[Image region labeling entries]
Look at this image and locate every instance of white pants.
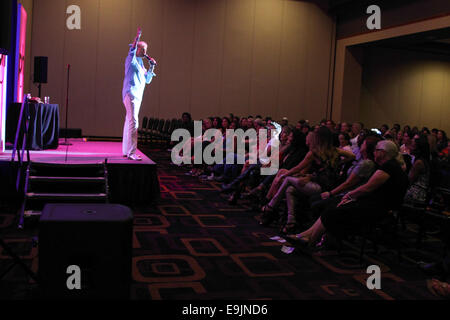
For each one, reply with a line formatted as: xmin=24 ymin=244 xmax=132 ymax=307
xmin=122 ymin=94 xmax=141 ymax=156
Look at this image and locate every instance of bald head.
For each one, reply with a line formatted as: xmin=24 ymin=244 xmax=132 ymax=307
xmin=136 ymin=41 xmax=148 ymax=58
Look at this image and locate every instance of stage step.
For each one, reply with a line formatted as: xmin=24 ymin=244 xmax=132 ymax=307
xmin=30 ymin=176 xmax=105 ymax=183
xmin=19 ymin=162 xmax=109 ymax=227
xmin=25 ymin=192 xmax=108 ymax=200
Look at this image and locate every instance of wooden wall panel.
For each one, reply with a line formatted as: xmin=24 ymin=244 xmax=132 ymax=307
xmin=31 ymin=0 xmax=332 ymax=137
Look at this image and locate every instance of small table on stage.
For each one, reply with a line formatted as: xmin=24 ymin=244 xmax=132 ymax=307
xmin=6 ymin=103 xmax=59 ymax=150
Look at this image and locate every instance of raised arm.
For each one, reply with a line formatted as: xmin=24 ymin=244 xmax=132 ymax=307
xmin=336 ymin=148 xmax=356 ymax=162
xmin=346 ymin=170 xmax=390 ymax=199
xmin=284 ymin=151 xmax=314 ymax=176
xmin=131 ymin=27 xmax=142 ymax=50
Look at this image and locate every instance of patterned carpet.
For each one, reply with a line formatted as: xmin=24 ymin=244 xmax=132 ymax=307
xmin=0 ymin=147 xmax=442 ymax=300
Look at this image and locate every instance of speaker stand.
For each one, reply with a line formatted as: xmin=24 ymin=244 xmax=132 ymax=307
xmin=60 ymin=64 xmax=72 ymax=146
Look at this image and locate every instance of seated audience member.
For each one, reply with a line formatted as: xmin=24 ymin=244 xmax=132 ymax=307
xmin=334 ymin=122 xmax=342 ymax=133
xmin=340 ymin=122 xmax=351 ymax=135
xmin=392 ymin=123 xmax=401 ymax=132
xmin=221 ymin=120 xmax=284 ymax=199
xmin=350 ymin=129 xmax=374 ymax=161
xmin=239 ymin=117 xmax=248 ymax=132
xmin=212 ymin=117 xmax=222 ymax=129
xmin=312 ymin=136 xmax=380 ymax=208
xmin=436 ymin=130 xmax=448 ymax=152
xmin=427 ymin=279 xmax=450 ymax=299
xmin=405 ymin=135 xmax=430 ymax=204
xmin=400 ymin=131 xmax=414 ymax=155
xmin=339 ymin=133 xmax=353 ymax=153
xmin=402 ymin=125 xmax=411 ymax=133
xmin=292 ymin=140 xmax=408 ymax=246
xmin=246 ymin=129 xmax=308 ymax=201
xmin=380 ymin=124 xmax=389 ymax=137
xmin=261 ymin=126 xmax=355 ymax=233
xmin=350 ymin=122 xmax=364 ymax=149
xmin=181 ymin=112 xmax=194 ymax=137
xmin=420 ymin=127 xmax=431 ymax=135
xmin=395 ymin=131 xmax=403 ymax=149
xmin=220 ymin=117 xmax=231 ymax=134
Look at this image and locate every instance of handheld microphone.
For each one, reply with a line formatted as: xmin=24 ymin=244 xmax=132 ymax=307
xmin=144 ymin=54 xmax=156 ymax=66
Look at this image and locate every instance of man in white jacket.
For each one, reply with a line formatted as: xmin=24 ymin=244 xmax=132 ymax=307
xmin=122 ymin=28 xmax=156 ymax=160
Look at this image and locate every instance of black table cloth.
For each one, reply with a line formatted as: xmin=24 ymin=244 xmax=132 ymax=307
xmin=7 ymin=103 xmax=59 ymax=150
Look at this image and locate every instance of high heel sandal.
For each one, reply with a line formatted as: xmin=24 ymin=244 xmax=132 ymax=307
xmin=286 ymin=233 xmax=309 ymax=246
xmin=259 ymin=204 xmax=276 ymax=226
xmin=280 ymin=222 xmax=297 ymax=234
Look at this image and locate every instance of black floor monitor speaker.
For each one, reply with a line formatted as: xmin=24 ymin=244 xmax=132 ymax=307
xmin=33 ymin=57 xmax=48 ymax=83
xmin=0 ymin=0 xmax=13 ymax=54
xmin=38 ymin=203 xmax=133 ymax=299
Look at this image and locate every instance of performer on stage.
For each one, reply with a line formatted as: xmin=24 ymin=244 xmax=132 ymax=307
xmin=122 ymin=28 xmax=156 ymax=160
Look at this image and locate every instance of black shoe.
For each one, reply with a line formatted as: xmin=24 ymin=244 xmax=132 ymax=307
xmin=417 ymin=261 xmax=446 ymax=277
xmin=220 ymin=183 xmax=234 ymax=193
xmin=259 ymin=210 xmax=278 ymax=227
xmin=214 ymin=176 xmax=225 ymax=182
xmin=228 ymin=192 xmax=239 ymax=205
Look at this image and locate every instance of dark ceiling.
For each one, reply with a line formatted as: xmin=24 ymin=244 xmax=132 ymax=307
xmin=364 ymin=27 xmax=450 ymax=58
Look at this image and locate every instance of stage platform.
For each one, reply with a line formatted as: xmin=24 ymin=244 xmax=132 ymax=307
xmin=0 ymin=139 xmax=159 ymax=205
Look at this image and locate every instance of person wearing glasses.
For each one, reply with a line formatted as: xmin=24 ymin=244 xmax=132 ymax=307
xmin=122 ymin=28 xmax=156 ymax=161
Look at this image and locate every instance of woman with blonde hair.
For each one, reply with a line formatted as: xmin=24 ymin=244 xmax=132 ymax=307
xmin=261 ymin=127 xmax=355 ymax=233
xmin=291 ymin=140 xmax=408 ymax=246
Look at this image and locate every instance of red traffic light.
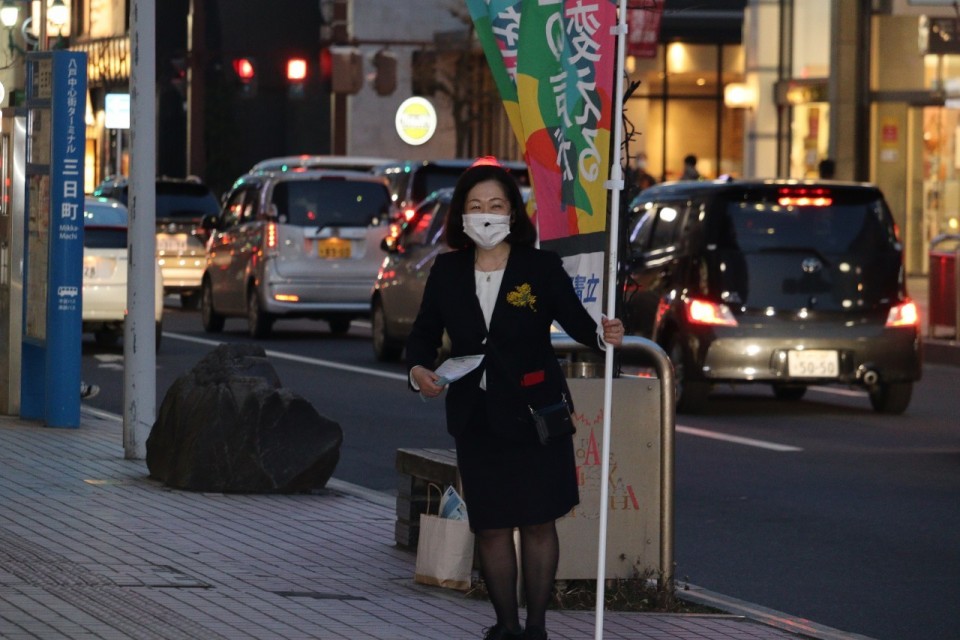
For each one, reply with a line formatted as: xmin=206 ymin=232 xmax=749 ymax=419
xmin=233 ymin=58 xmax=257 ymax=82
xmin=287 ymin=58 xmax=307 ymax=82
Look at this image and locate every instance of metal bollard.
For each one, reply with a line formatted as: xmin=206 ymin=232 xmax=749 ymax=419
xmin=551 ymin=333 xmax=677 ymax=595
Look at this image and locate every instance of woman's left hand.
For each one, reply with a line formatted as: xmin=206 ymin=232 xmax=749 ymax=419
xmin=600 ymin=317 xmax=623 ymax=347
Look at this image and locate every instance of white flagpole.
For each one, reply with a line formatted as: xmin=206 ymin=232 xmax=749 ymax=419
xmin=594 ymin=0 xmax=627 ymax=640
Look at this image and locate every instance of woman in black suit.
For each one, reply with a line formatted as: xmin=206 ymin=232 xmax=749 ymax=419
xmin=406 ymin=162 xmax=623 ymax=640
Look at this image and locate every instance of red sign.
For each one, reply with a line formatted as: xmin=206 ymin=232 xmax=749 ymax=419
xmin=627 ymin=0 xmax=663 ymax=58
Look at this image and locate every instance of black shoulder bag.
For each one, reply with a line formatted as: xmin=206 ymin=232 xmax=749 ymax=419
xmin=488 ymin=343 xmax=577 ymax=445
xmin=527 ymin=393 xmax=577 ymax=444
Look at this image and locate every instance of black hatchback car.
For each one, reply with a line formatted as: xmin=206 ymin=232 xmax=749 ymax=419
xmin=621 ymin=180 xmax=921 ymax=413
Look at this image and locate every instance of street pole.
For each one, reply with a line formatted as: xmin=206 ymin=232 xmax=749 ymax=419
xmin=187 ymin=0 xmax=207 ymax=180
xmin=123 ymin=0 xmax=157 ymax=460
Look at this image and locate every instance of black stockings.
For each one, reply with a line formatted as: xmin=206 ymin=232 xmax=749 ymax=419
xmin=477 ymin=521 xmax=560 ymax=632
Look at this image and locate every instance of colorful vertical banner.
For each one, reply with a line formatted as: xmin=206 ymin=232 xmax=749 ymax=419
xmin=466 ymin=0 xmax=617 ymax=317
xmin=467 ymin=0 xmax=524 ymax=150
xmin=517 ymin=0 xmax=616 ymax=242
xmin=627 ymin=0 xmax=664 ymax=58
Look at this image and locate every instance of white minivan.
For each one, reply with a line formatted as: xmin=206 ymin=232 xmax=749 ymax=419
xmin=201 ymin=170 xmax=393 ymax=338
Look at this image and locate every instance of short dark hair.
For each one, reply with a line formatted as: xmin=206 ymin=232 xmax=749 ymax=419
xmin=446 ymin=164 xmax=537 ymax=249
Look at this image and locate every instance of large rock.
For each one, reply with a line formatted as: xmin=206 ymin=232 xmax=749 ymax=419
xmin=147 ymin=344 xmax=343 ymax=493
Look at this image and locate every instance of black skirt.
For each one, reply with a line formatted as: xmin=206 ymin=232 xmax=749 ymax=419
xmin=456 ymin=402 xmax=580 ymax=531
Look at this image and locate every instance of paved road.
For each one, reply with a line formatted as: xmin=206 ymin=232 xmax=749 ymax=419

Instructions for the task - Copy out everything from the line containing "Look at this image and locate every instance of stage step." down to the line containing "xmin=60 ymin=64 xmax=72 ymax=146", with both of those lines included.

Exercise response -
Look at this image and locate every instance of stage step.
For each one, reply with a line formatted as: xmin=24 ymin=244 xmax=132 ymax=307
xmin=30 ymin=176 xmax=105 ymax=183
xmin=19 ymin=162 xmax=109 ymax=227
xmin=25 ymin=192 xmax=108 ymax=200
Look at this image and locate every instance of wooden wall panel.
For each one, reply with a line formatted as: xmin=24 ymin=244 xmax=132 ymax=307
xmin=31 ymin=0 xmax=332 ymax=137
Look at this image and locate every instance of small table on stage.
For each one, reply with a line formatted as: xmin=24 ymin=244 xmax=132 ymax=307
xmin=6 ymin=103 xmax=59 ymax=150
Look at this image and locate every instance of raised arm.
For each one, reply with a line formatted as: xmin=24 ymin=244 xmax=132 ymax=307
xmin=336 ymin=148 xmax=356 ymax=162
xmin=346 ymin=170 xmax=390 ymax=199
xmin=284 ymin=151 xmax=314 ymax=176
xmin=131 ymin=27 xmax=142 ymax=50
Look at this image and locate every instance of patterned carpet.
For each one, reply with a line formatted as: xmin=24 ymin=244 xmax=132 ymax=307
xmin=0 ymin=147 xmax=442 ymax=300
Look at this image and locate every instance of speaker stand.
For each one, reply with a line formatted as: xmin=24 ymin=244 xmax=132 ymax=307
xmin=60 ymin=64 xmax=72 ymax=146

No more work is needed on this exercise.